+++ Excerpted records +++

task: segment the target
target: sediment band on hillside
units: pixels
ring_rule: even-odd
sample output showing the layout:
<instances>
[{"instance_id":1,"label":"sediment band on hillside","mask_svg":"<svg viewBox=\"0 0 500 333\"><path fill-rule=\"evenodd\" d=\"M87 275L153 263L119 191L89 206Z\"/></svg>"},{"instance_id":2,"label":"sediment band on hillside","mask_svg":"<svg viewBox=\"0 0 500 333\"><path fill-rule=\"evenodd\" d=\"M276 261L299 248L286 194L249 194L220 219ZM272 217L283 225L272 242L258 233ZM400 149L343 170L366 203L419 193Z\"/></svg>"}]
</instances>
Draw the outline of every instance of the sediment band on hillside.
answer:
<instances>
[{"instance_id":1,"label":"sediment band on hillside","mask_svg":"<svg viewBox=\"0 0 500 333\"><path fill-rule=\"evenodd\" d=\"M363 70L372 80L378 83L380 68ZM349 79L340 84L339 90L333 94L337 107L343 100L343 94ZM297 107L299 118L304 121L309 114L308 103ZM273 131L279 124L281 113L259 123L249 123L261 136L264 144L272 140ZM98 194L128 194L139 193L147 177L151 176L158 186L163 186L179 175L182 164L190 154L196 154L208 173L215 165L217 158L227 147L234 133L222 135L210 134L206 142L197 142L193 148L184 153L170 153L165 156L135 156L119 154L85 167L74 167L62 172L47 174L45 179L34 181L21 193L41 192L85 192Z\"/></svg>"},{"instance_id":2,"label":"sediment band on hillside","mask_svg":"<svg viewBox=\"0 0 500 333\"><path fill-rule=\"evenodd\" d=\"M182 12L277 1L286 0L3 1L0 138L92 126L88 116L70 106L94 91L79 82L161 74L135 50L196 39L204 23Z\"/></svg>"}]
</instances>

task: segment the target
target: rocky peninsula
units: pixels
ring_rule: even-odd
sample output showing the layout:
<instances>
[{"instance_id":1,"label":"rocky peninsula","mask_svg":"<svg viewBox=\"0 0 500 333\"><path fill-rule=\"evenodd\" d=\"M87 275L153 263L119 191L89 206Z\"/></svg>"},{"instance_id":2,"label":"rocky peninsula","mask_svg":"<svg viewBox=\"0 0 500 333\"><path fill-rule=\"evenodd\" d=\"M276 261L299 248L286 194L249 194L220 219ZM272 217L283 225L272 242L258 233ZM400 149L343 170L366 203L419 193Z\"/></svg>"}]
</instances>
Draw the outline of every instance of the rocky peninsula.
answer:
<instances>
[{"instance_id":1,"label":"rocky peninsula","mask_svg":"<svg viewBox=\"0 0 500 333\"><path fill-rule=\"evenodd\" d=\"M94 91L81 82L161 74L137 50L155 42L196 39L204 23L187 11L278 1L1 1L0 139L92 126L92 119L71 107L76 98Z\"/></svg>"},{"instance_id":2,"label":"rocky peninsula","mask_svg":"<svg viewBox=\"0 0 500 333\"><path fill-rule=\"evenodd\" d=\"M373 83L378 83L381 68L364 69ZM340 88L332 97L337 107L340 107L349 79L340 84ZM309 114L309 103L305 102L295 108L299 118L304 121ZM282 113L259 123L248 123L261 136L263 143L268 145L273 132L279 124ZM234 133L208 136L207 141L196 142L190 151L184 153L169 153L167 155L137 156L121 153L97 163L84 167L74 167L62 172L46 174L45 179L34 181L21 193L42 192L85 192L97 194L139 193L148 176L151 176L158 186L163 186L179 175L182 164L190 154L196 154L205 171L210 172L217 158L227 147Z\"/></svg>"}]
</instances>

+++

Exercise objective - Transcribe every entry exactly, omitting nothing.

The output -
task: segment the target
target: sediment band on hillside
units: pixels
ring_rule: even-odd
sample output showing the layout:
<instances>
[{"instance_id":1,"label":"sediment band on hillside","mask_svg":"<svg viewBox=\"0 0 500 333\"><path fill-rule=\"evenodd\" d=\"M87 275L153 263L119 191L89 206Z\"/></svg>"},{"instance_id":2,"label":"sediment band on hillside","mask_svg":"<svg viewBox=\"0 0 500 333\"><path fill-rule=\"evenodd\" d=\"M276 261L299 248L286 194L249 194L220 219ZM272 217L283 225L272 242L258 233ZM400 149L343 170L366 203L419 193Z\"/></svg>"}]
</instances>
Draw the outline of every instance of the sediment band on hillside.
answer:
<instances>
[{"instance_id":1,"label":"sediment band on hillside","mask_svg":"<svg viewBox=\"0 0 500 333\"><path fill-rule=\"evenodd\" d=\"M363 70L372 80L378 83L380 68ZM349 79L340 84L339 90L333 94L337 107L343 100L343 94ZM297 107L299 118L304 121L309 114L308 103ZM273 131L279 124L281 113L259 123L249 123L261 136L264 144L272 140ZM98 194L128 194L139 193L147 177L151 176L158 186L163 186L179 175L182 164L190 154L196 154L208 173L215 165L217 158L227 147L234 133L222 135L210 134L206 142L197 142L193 148L184 153L170 153L165 156L135 156L119 154L85 167L74 167L62 172L47 174L45 179L34 181L21 193L41 192L85 192Z\"/></svg>"},{"instance_id":2,"label":"sediment band on hillside","mask_svg":"<svg viewBox=\"0 0 500 333\"><path fill-rule=\"evenodd\" d=\"M182 12L277 1L286 0L3 1L0 138L92 126L88 116L70 106L94 91L79 82L161 74L135 50L196 39L204 23Z\"/></svg>"}]
</instances>

task: segment the target
target: rocky peninsula
units: pixels
ring_rule: even-odd
sample output showing the layout:
<instances>
[{"instance_id":1,"label":"rocky peninsula","mask_svg":"<svg viewBox=\"0 0 500 333\"><path fill-rule=\"evenodd\" d=\"M87 275L153 263L119 191L89 206Z\"/></svg>"},{"instance_id":2,"label":"rocky peninsula","mask_svg":"<svg viewBox=\"0 0 500 333\"><path fill-rule=\"evenodd\" d=\"M276 261L299 248L286 194L249 194L220 219ZM272 217L283 225L272 242L258 233ZM400 149L343 170L366 203L419 193Z\"/></svg>"}]
</instances>
Draw the outline of every instance of the rocky peninsula.
answer:
<instances>
[{"instance_id":1,"label":"rocky peninsula","mask_svg":"<svg viewBox=\"0 0 500 333\"><path fill-rule=\"evenodd\" d=\"M94 91L81 82L161 74L137 50L155 42L196 39L204 23L187 11L278 1L1 1L0 139L92 126L92 119L71 107L76 98Z\"/></svg>"},{"instance_id":2,"label":"rocky peninsula","mask_svg":"<svg viewBox=\"0 0 500 333\"><path fill-rule=\"evenodd\" d=\"M373 83L378 83L381 68L364 69ZM340 88L332 97L337 107L340 107L349 79L340 84ZM309 114L309 103L305 102L295 108L299 118L304 121ZM282 113L259 123L248 123L261 136L263 143L268 145L273 132L279 124ZM234 133L208 136L207 141L196 142L190 151L184 153L169 153L167 155L137 156L121 153L97 163L84 167L74 167L62 172L46 174L45 179L34 181L21 193L42 192L85 192L97 194L139 193L148 176L151 176L158 186L163 186L179 175L182 164L190 154L196 154L205 171L210 172L217 158L227 147Z\"/></svg>"}]
</instances>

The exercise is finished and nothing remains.